## Problems to work on
a. Duplicate the passage from the post on the DOL class exemption, starting with "In general, the" and going on through "the cross-collateralization situations.".
b. Set down, word for word, only the lines of the listing starting with the line with "Where is each instance of the guitar fretboard" and going on through the line with "point(32, 239)".

## Passage given

Thursday, July 18, 2013
DOL Proposes Class Exemption To Resolve PT Problems with IRAs for Security Firms and Others
Securities and brokerage firms have written many of their account opening documents so that an individual opening a new investment account agrees that if he or she owes money with respect to anyone of his or her accounts that the security company has the right to withdraw the amount owed from a different account. This is generally called a cross-collateralization agreement. In order for a person (or an IRA) to be able to engaged in short sales, margin transactions, options and futures the securities firm wants to be assured of getting paid and so imposes a cross-collateralization agreement or an indemnification agreement.
The securities and brokerage firms have rightfully concluded that there needs to be a prohibited transaction class exemption granted by the DOL/EBSA or many firms will suffer adverse tax and financial consequences because of their account agreements. One does wonder why the securities firms have been so stubborn and so stubborn for so long in requiring individuals setting up an IRA to furnish a cross-collateralization.
As discussed in the previous article, this is a prohibited transaction. The securities industry has been brazen to think it is not a prohibited transaction or try to argue it is not. IRA custodians have known since the 1970’sand 1980’s that they could not have a person’s IRA serve as collateral for any personal loan or investment. Nevertheless, it is 2013 and the securities industry wants to keep doing what they have been doing. The securities industry has requested of the DOL/EBSA that prohibited class exemption (PTE) 80-26 be amended on a prospective basis to allow an individual in the future to be able to use his or her IRA to cover debts of other non-IRA accounts.
In general, the DOL/EBSA is not granting the request on a prospective basis, but is granting limited relief on a retroactive basis if certain conditions are met. The securities industry should be ecstatic as they have ignored a basic tax rule for over 30 years.
In October of 2009, the DOL/EBSA in Advisory Opinion 2009-03A made clear that the grant by an IRA owner to a broker of a security interest in the IRA owner’s non-IRA accounts in order to cover indebtedness of, or arising from, the IRA would be an impermissible extension of credit under Code section 4975. In October of 2011, the DOL issued Advisory Opinion 2011-09A and made clear the exemption provided by PTE 80-26 granting class PTE exemption for certain interest free credit would not apply to the cross-collateralization situations.
Independent auditors are apparently discussing this cross-collaterization topic in their public audit reports. In some situations the financial consequences could be so adverse as to materially impact the securities firm’s financial condition.
Remember when a prohibited transaction (PT) occurs as a result of an individual with respect to an IRA, that the IRA is either considered totally taxable since a deemed distribution takes place on the first day of the tax year, or if the PT occurs as a result of the IRA custodian, then the financial institution will need to pay a tax equal to 15% times the total value of the involved IRAs.

[Records held in a dataset]
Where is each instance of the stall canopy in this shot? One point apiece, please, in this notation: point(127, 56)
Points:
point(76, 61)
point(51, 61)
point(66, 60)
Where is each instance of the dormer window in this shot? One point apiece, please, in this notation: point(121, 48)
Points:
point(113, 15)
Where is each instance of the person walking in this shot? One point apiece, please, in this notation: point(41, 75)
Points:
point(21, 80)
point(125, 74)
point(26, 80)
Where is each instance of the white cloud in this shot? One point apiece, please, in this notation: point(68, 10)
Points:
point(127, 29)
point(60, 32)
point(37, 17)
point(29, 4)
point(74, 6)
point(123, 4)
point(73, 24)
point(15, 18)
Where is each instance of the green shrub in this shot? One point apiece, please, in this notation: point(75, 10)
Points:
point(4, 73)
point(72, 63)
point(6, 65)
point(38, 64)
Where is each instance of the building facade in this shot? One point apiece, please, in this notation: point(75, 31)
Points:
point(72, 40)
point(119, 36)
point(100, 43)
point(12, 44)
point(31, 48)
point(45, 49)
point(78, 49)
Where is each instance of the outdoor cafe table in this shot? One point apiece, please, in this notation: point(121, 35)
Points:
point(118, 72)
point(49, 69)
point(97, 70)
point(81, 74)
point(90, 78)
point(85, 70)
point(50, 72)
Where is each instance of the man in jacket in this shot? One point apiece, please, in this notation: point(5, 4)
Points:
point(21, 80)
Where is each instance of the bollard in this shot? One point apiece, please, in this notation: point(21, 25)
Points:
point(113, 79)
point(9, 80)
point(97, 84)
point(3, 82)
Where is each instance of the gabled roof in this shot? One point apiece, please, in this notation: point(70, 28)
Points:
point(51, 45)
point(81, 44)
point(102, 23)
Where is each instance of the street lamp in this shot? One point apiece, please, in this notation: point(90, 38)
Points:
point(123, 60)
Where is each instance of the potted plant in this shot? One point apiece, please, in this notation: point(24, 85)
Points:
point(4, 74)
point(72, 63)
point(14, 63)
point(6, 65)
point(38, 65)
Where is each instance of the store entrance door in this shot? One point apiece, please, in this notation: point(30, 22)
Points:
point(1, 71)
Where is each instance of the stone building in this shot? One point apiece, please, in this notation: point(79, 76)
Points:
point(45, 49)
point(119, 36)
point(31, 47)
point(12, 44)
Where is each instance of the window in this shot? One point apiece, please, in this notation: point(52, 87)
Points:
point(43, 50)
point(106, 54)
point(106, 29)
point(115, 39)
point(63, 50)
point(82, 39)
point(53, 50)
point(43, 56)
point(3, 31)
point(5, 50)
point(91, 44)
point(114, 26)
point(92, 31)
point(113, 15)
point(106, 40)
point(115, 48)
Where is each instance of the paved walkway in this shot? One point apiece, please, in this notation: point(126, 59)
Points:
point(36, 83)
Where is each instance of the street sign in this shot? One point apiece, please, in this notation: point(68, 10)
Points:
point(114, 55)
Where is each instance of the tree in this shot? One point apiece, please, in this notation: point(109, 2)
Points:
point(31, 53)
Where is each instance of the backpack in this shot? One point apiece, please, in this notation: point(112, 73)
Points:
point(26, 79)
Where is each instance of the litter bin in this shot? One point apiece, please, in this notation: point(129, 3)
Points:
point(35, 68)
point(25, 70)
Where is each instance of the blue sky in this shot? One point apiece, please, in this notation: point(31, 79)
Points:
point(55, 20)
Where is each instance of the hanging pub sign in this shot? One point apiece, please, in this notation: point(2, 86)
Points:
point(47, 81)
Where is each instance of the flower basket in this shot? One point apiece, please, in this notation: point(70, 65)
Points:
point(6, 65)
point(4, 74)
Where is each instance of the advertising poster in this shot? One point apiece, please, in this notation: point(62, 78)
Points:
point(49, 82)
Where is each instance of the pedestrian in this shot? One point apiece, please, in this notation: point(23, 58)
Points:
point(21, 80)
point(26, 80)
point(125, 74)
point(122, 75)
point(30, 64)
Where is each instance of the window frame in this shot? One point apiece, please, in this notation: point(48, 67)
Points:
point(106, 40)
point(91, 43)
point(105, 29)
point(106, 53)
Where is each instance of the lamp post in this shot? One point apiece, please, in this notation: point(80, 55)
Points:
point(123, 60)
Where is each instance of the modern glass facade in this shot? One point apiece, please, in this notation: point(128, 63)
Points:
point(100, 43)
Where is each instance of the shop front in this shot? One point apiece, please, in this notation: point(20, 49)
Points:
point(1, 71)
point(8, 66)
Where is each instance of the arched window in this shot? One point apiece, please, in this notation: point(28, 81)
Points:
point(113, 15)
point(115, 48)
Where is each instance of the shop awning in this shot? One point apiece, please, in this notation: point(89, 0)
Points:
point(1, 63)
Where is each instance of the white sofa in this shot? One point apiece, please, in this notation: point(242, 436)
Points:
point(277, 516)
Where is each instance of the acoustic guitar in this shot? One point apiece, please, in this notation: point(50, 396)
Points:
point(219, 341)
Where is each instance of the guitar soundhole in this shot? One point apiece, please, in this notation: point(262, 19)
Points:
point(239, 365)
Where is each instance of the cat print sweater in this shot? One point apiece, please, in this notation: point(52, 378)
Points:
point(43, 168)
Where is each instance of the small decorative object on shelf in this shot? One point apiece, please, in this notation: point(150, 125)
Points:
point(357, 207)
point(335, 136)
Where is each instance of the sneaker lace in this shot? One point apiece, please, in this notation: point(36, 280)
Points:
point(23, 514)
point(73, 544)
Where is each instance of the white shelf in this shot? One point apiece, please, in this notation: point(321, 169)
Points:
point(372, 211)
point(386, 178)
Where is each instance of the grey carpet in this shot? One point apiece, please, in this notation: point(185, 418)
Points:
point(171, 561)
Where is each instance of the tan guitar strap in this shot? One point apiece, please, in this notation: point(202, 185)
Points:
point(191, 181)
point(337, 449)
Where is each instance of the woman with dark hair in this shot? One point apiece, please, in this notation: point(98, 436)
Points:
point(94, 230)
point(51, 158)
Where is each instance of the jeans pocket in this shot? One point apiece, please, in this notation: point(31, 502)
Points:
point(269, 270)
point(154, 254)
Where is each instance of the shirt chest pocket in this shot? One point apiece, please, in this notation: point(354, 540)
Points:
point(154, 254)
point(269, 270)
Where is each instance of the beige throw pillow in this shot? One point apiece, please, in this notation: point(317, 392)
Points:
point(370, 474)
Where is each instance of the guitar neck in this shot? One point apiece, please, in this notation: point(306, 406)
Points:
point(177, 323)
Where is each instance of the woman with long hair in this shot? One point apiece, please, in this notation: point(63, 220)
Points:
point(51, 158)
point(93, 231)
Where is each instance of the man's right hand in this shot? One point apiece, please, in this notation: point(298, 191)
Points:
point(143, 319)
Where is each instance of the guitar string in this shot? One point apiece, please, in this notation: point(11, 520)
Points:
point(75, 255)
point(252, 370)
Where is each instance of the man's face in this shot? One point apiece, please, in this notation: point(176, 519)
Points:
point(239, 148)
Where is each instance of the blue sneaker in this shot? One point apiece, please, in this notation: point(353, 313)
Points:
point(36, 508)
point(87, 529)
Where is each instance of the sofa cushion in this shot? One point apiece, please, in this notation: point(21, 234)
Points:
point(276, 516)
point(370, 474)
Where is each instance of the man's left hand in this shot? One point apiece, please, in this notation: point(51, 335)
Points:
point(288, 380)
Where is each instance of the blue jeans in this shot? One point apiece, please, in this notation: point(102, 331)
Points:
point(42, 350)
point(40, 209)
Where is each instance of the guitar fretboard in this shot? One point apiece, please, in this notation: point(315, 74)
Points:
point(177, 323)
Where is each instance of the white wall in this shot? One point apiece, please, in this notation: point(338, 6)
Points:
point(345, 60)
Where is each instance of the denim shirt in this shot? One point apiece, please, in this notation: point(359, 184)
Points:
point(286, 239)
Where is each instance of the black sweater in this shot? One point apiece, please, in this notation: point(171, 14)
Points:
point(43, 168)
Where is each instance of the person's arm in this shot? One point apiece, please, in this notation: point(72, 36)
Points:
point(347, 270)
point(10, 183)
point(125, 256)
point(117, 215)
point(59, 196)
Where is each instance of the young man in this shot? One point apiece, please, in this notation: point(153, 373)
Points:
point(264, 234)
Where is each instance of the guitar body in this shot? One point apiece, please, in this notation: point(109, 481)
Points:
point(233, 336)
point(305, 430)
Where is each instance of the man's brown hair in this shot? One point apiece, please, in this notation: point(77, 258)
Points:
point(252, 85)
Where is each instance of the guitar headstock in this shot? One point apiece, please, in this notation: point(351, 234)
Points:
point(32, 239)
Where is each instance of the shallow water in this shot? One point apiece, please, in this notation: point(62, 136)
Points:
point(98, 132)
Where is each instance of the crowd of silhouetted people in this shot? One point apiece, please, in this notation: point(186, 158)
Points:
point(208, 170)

## Results of the exercise
a.
In general, the DOL/EBSA is not granting the request on a prospective basis, but is granting limited relief on a retroactive basis if certain conditions are met. The securities industry should be ecstatic as they have ignored a basic tax rule for over 30 years.
In October of 2009, the DOL/EBSA in Advisory Opinion 2009-03A made clear that the grant by an IRA owner to a broker of a security interest in the IRA owner’s non-IRA accounts in order to cover indebtedness of, or arising from, the IRA would be an impermissible extension of credit under Code section 4975. In October of 2011, the DOL issued Advisory Opinion 2011-09A and made clear the exemption provided by PTE 80-26 granting class PTE exemption for certain interest free credit would not apply to the cross-collateralization situations.

b.
Where is each instance of the guitar fretboard in this shot? One point apiece, please, in this notation: point(315, 74)
Points:
point(177, 323)
Where is each instance of the white wall in this shot? One point apiece, please, in this notation: point(338, 6)
Points:
point(345, 60)
Where is each instance of the denim shirt in this shot? One point apiece, please, in this notation: point(359, 184)
Points:
point(286, 239)
Where is each instance of the black sweater in this shot? One point apiece, please, in this notation: point(171, 14)
Points:
point(43, 168)
Where is each instance of the person's arm in this shot? One point apiece, please, in this notation: point(72, 36)
Points:
point(347, 270)
point(10, 183)
point(125, 256)
point(117, 215)
point(59, 196)
Where is each instance of the young man in this shot? One point apiece, please, in this notation: point(153, 373)
Points:
point(264, 234)
Where is each instance of the guitar body in this shot? One point apiece, please, in this notation: point(109, 481)
Points:
point(233, 336)
point(305, 430)
Where is each instance of the man's brown hair in this shot? One point apiece, please, in this notation: point(77, 258)
Points:
point(252, 85)
Where is each instance of the guitar headstock in this shot? One point apiece, please, in this notation: point(351, 234)
Points:
point(32, 239)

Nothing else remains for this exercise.